Tous les deux sont restés super bons parents, ils se voient chaque semaine. Ils ont une grande bienveillance l’un pour l’autre. Je l’ai rencontré deux ans après et il m’a remerciée. Après la rupture, il est devenu l’amant guérisseur de nombreuses femmes blessées...

Peut-on tromper sans sexe ? Juste, par exemple, en partageant tout avec quelqu'un qui n'est pas son partenaire ?

Hmm, oui, c'est possible. Moi je ne définis pas l’infidélité par la sexualité. L’infidélité, c’est un script érotique. Ce n'est pas un script sexuel. C’est une histoire de désir, pas une histoire de plaisir. Parfois c’est juste un baiser qu’on imagine donner et qui nourrit notre imaginaire érotique.

-------

- ACTIONS DEMANDÉES
[A] Répondez brièvement aux questions suivantes sur l'extrait :
(i) À quelle fréquence les deux parents se voient-ils ?
(ii) Qu'est devenu l'homme après la rupture ?
(iii) Selon la réponse donnée, l'infidélité est-elle un script sexuel ou un script érotique ?
[B] Résumez l'extrait en deux phrases.
[C] Recopiez le passage de l'extrait compris entre « Tous les deux » et « son partenaire ? », bornes incluses.

- DONNÉES AFFICHÉES
-------

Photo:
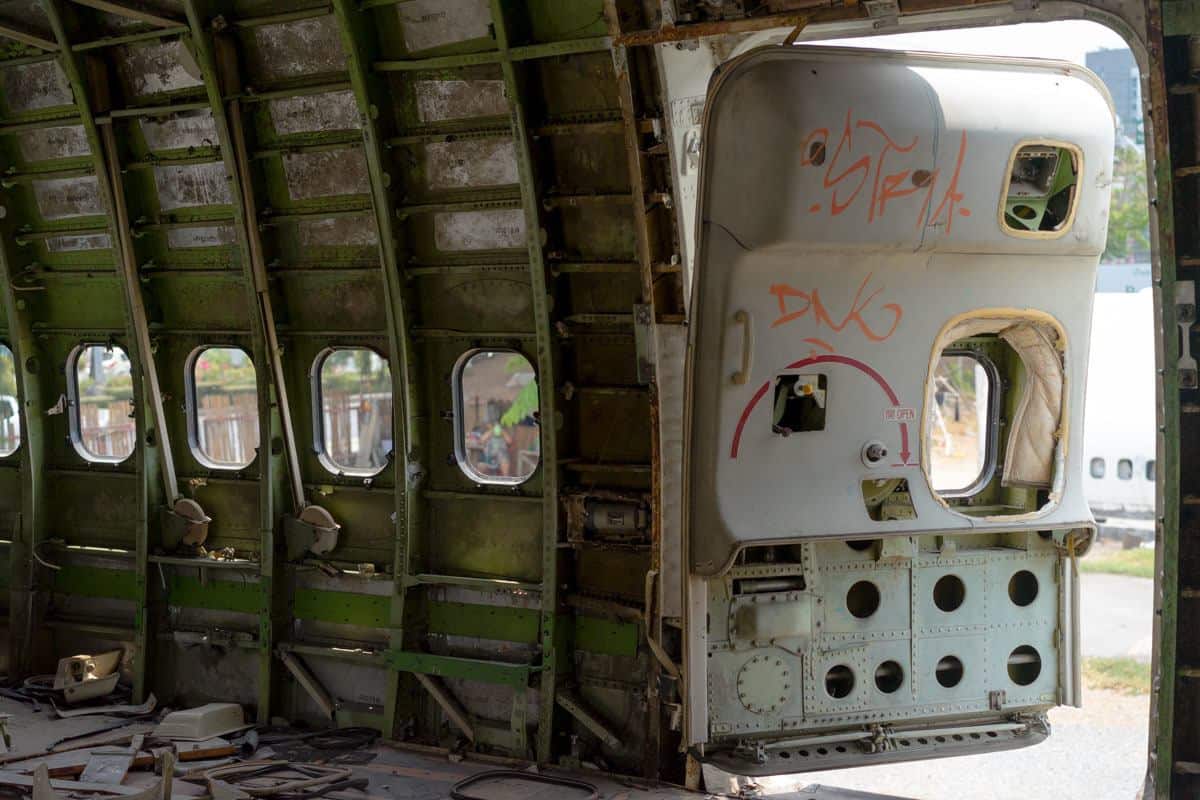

-------

- RÉPONSES DANS L'ORDRE
[A]
(i) Chaque semaine.
(ii) L'amant guérisseur de nombreuses femmes blessées.
(iii) Un script érotique.

[B] Après leur rupture, les deux parents sont restés de très bons parents qui se voient chaque semaine, et l'homme est devenu l'amant guérisseur de nombreuses femmes blessées. À la question de savoir si l'on peut tromper sans sexe, la réponse est que c'est possible, car l'infidélité ne se définit pas par la sexualité mais comme un script érotique, une histoire de désir et non de plaisir.

[C]
Tous les deux sont restés super bons parents, ils se voient chaque semaine. Ils ont une grande bienveillance l’un pour l’autre. Je l’ai rencontré deux ans après et il m’a remerciée. Après la rupture, il est devenu l’amant guérisseur de nombreuses femmes blessées...

Peut-on tromper sans sexe ? Juste, par exemple, en partageant tout avec quelqu'un qui n'est pas son partenaire ?